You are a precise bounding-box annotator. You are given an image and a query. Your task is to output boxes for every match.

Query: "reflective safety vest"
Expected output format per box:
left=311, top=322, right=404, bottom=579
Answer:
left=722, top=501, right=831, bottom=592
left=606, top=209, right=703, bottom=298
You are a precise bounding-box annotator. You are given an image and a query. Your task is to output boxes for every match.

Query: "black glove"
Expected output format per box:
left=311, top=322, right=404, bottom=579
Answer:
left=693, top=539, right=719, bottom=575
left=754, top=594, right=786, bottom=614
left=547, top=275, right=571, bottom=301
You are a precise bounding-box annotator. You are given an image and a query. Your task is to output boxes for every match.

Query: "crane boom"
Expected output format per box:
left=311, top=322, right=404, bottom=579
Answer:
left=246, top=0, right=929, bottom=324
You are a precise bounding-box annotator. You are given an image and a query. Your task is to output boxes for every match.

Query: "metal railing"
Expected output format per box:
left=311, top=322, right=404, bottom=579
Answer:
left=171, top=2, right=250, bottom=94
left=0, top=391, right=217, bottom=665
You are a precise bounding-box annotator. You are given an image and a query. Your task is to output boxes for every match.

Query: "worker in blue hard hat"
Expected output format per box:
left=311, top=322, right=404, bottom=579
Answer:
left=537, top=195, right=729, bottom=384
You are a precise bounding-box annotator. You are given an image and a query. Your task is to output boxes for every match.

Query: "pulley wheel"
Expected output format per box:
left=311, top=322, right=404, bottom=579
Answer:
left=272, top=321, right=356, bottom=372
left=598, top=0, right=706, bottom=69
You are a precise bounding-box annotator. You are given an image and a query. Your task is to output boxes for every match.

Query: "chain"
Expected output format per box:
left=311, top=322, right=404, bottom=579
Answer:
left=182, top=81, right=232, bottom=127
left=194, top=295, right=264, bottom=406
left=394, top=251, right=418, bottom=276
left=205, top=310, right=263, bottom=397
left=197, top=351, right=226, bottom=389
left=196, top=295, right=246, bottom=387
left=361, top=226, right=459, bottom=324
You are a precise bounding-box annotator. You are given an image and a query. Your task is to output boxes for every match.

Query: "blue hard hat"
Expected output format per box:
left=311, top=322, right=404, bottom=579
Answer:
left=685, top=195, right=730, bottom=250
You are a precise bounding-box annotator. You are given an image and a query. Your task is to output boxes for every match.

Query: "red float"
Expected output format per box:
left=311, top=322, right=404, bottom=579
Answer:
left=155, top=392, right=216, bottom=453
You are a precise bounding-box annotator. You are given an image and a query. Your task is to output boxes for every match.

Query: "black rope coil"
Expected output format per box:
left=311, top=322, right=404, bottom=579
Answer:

==========

Task brief:
Count the lines in the material above where the word "hard" occurs, and reply with nothing but the number.

Exercise solution:
2